Identify every line in the listing below that contains the word "green", and copy each of those lines. Case counts.

>>>>>

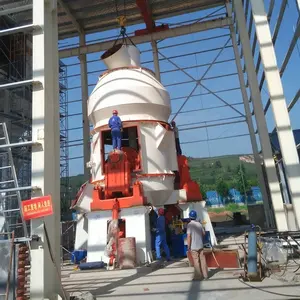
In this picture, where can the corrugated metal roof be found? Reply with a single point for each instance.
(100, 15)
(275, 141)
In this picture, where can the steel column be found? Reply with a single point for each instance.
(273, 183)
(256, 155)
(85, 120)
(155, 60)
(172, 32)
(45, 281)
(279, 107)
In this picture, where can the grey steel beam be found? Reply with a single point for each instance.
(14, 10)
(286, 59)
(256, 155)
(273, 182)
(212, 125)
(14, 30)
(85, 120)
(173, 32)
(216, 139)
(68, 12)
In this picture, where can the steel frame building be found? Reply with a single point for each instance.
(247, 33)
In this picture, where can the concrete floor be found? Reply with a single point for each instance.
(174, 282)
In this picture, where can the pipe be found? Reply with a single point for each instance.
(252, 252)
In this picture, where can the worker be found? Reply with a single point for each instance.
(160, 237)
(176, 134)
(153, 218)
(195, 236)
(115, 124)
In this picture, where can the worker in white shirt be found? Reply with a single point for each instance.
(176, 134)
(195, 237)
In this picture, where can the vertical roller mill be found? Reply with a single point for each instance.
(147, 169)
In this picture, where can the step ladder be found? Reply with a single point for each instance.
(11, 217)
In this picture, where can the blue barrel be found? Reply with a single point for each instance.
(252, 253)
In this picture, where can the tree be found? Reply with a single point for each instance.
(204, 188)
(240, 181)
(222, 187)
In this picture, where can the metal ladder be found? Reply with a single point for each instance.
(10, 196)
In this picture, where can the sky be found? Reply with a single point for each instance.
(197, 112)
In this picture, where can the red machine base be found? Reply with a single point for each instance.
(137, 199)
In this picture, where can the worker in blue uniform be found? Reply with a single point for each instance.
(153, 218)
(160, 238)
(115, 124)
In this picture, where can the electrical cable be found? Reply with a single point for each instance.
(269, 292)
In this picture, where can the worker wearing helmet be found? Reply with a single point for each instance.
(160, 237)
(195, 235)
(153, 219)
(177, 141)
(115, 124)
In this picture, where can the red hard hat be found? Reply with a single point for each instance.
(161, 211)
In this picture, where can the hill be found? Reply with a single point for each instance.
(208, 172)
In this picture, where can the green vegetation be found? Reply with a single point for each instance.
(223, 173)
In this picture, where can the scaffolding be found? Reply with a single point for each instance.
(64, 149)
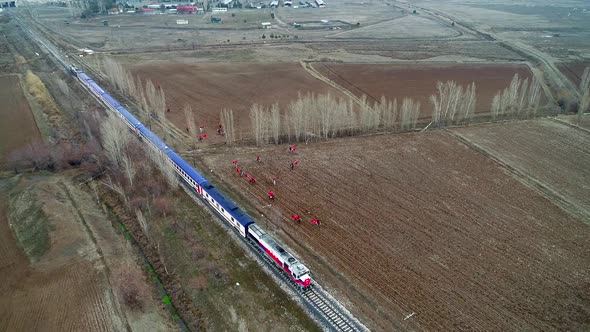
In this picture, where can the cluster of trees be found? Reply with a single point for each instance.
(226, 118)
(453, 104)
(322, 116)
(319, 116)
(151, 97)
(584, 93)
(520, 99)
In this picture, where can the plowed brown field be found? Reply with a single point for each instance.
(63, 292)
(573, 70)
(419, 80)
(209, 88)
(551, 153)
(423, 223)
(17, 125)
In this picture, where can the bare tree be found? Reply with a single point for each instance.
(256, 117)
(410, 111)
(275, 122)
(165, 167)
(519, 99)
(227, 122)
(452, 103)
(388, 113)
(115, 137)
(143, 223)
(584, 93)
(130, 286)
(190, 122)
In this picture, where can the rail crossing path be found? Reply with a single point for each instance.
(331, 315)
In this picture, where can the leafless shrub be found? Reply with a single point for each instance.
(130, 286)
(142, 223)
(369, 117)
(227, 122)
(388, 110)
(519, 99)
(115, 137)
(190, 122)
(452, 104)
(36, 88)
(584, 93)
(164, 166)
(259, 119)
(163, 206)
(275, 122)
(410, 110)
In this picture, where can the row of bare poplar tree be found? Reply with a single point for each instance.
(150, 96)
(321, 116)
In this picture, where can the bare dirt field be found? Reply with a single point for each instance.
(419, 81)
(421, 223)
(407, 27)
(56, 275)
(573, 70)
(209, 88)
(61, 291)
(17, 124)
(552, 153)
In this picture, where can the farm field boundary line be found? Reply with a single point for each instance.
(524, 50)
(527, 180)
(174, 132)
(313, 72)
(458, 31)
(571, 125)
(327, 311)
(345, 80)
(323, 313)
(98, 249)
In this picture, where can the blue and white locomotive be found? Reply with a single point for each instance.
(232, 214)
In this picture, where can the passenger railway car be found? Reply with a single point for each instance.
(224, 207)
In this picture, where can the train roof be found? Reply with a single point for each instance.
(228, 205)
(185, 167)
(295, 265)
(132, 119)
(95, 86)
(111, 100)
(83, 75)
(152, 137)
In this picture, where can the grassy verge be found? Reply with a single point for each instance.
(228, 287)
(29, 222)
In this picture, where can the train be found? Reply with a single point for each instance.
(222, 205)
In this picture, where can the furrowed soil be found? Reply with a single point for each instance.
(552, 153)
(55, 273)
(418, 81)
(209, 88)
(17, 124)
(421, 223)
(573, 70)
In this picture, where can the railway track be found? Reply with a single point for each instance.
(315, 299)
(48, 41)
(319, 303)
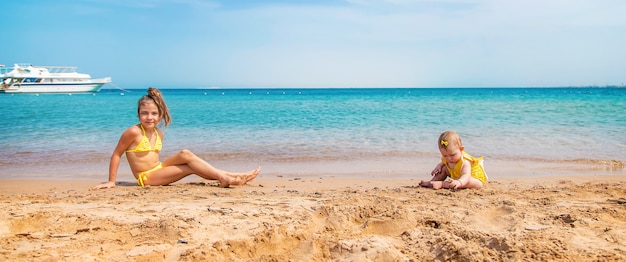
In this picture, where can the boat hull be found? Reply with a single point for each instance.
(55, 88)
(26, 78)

<<<<<
>>>>>

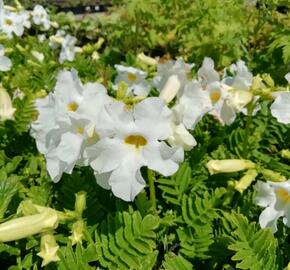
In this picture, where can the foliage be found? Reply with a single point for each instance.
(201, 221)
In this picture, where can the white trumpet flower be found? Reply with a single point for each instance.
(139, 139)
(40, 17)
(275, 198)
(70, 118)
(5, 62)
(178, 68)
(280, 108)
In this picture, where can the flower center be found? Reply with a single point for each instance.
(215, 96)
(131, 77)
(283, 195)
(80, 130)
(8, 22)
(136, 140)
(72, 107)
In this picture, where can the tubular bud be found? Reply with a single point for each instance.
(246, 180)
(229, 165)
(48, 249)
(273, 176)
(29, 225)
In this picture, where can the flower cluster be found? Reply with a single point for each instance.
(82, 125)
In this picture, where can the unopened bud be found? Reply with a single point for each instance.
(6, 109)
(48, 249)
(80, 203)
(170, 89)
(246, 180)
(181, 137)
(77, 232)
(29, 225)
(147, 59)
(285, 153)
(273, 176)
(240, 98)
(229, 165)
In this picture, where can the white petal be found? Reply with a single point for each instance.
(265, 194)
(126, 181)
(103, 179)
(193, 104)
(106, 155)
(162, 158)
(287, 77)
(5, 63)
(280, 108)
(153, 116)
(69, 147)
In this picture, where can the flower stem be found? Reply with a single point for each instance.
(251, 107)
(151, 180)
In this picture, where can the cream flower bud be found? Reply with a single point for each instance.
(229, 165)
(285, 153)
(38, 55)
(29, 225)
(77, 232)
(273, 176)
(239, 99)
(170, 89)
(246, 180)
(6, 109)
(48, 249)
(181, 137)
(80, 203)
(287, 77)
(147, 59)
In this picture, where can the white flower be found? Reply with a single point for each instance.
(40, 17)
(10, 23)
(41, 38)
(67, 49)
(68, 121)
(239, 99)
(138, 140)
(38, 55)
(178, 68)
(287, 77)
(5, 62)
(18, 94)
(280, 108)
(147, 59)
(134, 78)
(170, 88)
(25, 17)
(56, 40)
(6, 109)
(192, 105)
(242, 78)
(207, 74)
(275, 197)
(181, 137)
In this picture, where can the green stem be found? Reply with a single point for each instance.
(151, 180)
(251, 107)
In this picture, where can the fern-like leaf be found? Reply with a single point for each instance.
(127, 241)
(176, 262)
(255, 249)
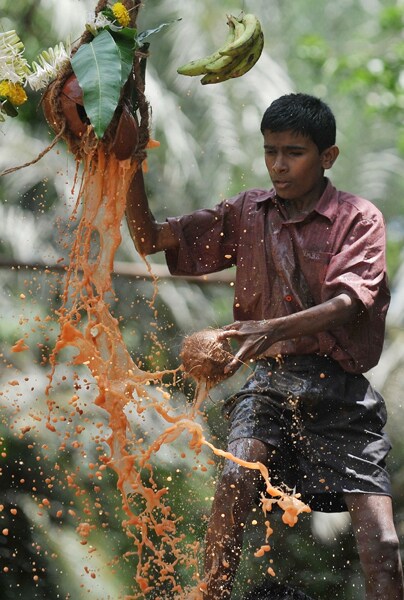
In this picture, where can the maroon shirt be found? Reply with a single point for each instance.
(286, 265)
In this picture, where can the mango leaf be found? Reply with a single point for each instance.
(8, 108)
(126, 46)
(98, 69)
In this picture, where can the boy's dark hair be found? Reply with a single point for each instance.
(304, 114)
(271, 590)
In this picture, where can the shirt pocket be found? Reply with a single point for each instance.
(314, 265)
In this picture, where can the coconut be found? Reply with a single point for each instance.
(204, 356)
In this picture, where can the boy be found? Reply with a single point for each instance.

<<<<<

== Written answer ==
In this picture, where can the green vegetation be found? Reply with a single point for each instance.
In this picture, where can the green stem be found? Reply with a single point for each instance.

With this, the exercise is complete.